++++ SUPPLIED PASSAGE
Seriously, how could this swim not hold a massive stripy somewhere, it was perfect with the flow decreasing closer to the far bank. The only problem was that the bank above me seemed a little to eroded for me to sit comfortably without fear of it collapsing. So I concluded to have to fish it straight on rather than from upstream a little.


I wanted to keep it simple and cheap. There was no way I was going to be filling the swim in with chopped worm as the huge amounts of silvers would mop that stuff up quickly. So I decided to fish a maggot feeder filled with red maggot's that had a bit of chopped worm mixed in to flavour them up and use half a lob worm a hook bait. 

You know I have never been so confident that something special was going to turn up, when on my first four casts I hooked a quartet of roach bigger than I've caught of the mill in years. Even downstream Andy could make out the much bigger size of the fish I was catching and made his opinion quite clear. It was my blind confidence of the impending big fish that made me not bother photographing anything and just push on and fish. But the harder I pushed the more I changed the situation! More casting meant more maggots going in and that just pulled more fish upstream and even a few inches of lob worm wasn't deterring the smaller silvers from eating it. In the end I had to back off and cut out the feeding which just stopped the bites entirely. It quickly turned into a no win situation as all I was catching was silvers and I figured those prey fish would be that confident to feed if there was any big perch in the swim.
++++++++
++++ DATASET EXCERPTS
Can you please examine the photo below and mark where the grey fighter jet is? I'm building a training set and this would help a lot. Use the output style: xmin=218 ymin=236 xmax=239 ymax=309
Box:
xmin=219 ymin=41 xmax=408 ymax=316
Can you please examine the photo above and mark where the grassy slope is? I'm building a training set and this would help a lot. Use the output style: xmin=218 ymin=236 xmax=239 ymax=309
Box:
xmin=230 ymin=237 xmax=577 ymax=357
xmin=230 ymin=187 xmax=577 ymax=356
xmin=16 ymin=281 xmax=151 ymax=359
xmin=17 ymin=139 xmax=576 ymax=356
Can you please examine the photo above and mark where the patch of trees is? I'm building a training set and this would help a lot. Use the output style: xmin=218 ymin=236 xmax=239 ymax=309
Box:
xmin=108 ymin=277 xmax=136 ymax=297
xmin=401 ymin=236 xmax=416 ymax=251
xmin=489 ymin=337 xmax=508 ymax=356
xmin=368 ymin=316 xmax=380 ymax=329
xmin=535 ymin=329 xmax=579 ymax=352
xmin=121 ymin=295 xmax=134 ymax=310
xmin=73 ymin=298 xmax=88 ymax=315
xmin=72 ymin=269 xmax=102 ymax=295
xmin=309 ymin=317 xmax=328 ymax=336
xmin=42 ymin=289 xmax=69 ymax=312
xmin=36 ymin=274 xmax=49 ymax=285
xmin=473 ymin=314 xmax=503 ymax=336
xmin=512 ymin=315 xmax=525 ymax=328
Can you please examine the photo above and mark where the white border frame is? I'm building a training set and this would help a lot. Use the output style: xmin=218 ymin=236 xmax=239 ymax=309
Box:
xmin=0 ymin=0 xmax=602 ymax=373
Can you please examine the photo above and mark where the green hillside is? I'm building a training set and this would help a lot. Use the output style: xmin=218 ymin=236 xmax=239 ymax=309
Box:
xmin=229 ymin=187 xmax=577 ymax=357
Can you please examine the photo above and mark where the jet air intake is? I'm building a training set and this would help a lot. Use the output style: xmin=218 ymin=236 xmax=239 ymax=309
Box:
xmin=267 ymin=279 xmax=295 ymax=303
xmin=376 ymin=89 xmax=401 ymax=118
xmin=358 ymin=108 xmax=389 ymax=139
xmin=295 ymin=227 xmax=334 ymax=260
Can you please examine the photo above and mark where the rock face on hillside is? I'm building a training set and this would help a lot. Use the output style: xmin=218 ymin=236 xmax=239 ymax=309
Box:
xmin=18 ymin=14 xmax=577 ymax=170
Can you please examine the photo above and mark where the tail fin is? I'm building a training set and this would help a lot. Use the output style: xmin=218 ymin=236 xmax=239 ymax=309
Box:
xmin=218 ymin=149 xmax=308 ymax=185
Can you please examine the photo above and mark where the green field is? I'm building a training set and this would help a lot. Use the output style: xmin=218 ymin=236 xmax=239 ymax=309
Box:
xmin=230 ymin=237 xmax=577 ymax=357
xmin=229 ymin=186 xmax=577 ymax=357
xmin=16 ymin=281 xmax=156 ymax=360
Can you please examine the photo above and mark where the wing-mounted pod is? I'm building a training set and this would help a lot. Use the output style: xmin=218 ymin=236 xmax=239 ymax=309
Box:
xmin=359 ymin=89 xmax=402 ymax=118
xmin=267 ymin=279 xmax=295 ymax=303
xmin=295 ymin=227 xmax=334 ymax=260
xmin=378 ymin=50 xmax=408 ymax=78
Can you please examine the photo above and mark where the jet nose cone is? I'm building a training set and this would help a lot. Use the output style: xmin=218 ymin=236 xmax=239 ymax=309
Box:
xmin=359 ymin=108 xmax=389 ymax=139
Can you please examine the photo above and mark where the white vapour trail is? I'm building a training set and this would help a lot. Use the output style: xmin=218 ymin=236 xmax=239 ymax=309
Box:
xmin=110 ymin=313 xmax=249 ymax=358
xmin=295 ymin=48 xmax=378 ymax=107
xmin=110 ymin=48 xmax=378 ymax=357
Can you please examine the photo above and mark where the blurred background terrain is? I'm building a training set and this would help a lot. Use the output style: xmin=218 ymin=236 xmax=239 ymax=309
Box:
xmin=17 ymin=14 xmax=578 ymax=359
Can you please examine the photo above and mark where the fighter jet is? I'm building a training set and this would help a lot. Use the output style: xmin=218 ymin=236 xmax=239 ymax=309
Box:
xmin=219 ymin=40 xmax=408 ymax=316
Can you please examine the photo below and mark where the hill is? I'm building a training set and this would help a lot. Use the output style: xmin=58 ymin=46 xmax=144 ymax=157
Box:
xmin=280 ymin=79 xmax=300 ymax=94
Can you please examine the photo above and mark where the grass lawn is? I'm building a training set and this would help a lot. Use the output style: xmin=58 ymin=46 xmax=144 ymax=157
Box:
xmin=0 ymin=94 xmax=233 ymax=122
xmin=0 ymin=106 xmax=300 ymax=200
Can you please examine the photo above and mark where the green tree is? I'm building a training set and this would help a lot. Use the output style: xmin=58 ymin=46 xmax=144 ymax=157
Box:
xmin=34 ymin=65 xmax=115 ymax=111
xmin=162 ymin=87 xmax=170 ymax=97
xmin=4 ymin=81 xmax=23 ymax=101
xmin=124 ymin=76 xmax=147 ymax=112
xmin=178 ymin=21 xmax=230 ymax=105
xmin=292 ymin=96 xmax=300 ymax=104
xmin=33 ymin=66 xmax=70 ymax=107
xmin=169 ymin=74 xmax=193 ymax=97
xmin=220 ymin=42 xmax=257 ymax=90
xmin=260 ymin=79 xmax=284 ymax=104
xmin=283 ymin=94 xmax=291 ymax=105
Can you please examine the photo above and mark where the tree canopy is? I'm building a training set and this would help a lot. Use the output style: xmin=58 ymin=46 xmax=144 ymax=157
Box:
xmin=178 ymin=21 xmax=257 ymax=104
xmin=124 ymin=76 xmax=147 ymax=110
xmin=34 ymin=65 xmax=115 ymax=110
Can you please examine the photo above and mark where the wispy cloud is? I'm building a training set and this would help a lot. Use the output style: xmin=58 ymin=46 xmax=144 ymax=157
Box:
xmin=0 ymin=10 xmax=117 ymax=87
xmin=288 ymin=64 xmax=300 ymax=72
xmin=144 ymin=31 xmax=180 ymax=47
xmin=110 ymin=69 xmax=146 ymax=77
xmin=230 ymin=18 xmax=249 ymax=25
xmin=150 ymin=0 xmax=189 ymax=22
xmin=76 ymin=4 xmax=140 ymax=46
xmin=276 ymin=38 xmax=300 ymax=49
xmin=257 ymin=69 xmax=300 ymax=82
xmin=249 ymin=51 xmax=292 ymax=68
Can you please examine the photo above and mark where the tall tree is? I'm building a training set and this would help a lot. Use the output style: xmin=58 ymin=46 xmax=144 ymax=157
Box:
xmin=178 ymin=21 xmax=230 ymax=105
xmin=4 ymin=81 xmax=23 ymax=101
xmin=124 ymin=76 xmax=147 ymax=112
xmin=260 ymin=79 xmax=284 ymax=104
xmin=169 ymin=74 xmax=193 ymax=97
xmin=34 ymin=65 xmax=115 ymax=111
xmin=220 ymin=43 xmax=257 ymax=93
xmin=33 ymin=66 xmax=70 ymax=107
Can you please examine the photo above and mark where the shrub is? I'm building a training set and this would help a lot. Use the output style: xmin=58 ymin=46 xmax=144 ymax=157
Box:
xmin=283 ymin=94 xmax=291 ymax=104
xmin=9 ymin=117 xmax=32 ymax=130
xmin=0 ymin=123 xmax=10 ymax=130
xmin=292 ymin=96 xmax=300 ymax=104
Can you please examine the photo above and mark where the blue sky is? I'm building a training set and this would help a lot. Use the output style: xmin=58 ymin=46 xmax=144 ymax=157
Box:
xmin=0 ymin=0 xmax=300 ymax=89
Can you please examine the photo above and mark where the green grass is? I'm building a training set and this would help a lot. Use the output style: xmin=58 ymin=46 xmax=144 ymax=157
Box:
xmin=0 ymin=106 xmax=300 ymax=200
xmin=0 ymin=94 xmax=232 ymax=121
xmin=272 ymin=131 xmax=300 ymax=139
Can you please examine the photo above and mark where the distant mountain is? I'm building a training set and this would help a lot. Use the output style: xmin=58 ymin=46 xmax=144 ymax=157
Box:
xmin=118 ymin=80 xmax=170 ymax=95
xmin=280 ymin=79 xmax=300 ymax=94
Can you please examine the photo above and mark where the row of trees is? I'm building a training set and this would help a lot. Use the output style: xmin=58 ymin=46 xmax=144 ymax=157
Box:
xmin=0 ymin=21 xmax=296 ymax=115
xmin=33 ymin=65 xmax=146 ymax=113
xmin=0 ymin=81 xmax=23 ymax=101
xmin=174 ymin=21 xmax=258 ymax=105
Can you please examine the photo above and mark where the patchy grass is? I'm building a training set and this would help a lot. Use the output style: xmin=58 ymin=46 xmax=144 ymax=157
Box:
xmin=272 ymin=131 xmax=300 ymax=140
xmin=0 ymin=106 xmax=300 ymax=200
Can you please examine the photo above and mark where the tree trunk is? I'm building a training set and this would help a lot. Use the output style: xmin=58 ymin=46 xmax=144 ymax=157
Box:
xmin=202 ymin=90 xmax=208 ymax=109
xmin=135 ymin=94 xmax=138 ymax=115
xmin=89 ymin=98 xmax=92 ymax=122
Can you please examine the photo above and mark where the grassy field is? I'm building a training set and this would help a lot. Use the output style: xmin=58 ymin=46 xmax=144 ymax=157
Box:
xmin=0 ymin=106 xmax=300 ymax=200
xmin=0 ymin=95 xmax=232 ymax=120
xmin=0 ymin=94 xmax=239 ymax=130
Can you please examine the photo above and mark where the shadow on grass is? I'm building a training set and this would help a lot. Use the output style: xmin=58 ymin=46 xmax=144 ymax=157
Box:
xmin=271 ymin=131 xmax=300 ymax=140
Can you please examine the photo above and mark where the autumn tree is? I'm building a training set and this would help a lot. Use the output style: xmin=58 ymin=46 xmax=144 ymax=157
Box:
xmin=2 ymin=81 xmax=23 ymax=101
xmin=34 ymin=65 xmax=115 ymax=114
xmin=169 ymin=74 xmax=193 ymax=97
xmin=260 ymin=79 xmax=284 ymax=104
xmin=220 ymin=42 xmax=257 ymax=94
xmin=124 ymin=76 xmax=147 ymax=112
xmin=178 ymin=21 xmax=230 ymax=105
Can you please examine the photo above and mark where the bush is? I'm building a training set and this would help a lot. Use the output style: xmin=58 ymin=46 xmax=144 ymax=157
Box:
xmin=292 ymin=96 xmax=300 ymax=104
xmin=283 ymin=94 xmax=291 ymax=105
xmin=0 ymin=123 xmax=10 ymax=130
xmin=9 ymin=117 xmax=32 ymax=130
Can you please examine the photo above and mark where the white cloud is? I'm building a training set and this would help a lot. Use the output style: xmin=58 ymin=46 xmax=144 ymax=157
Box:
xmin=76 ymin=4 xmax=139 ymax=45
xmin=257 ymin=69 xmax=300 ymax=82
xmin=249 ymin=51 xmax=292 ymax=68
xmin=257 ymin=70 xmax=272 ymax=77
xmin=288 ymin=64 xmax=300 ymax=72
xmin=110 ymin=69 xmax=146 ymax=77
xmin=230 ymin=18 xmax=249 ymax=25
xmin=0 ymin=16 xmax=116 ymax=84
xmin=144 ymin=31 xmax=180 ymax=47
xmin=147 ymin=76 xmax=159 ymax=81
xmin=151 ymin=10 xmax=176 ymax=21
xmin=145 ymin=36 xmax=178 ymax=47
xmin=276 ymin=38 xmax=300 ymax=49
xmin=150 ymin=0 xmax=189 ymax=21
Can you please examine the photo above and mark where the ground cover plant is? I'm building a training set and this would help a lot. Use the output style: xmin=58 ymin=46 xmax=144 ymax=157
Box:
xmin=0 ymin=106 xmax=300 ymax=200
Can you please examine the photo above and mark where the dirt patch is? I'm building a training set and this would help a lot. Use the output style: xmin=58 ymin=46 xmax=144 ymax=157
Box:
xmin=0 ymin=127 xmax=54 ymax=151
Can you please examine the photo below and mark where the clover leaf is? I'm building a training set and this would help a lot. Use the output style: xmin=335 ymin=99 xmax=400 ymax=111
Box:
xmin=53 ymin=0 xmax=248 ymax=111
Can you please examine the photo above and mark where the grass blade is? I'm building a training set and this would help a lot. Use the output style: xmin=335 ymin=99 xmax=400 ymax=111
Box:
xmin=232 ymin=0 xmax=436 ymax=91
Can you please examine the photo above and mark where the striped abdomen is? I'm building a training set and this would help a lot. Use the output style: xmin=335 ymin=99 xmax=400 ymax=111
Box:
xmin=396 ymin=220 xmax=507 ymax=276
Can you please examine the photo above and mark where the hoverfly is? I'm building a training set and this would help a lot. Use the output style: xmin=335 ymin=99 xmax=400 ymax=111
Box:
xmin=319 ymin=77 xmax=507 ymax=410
++++++++
**OBJECTIVE A**
From the fishing account, reproduce the text starting at "Seriously, how could" and ending at "upstream a little.".
**OBJECTIVE B**
List the baits mentioned in the fishing account.
**OBJECTIVE C**
In the fishing account, what was the problem with the bank above the angler?

**CORRECT OUTPUT A**
Seriously, how could this swim not hold a massive stripy somewhere, it was perfect with the flow decreasing closer to the far bank. The only problem was that the bank above me seemed a little to eroded for me to sit comfortably without fear of it collapsing. So I concluded to have to fish it straight on rather than from upstream a little.

**CORRECT OUTPUT B**
Chopped worm, red maggots, lob worm

**CORRECT OUTPUT C**
It seemed too eroded to sit on comfortably without fear of it collapsing.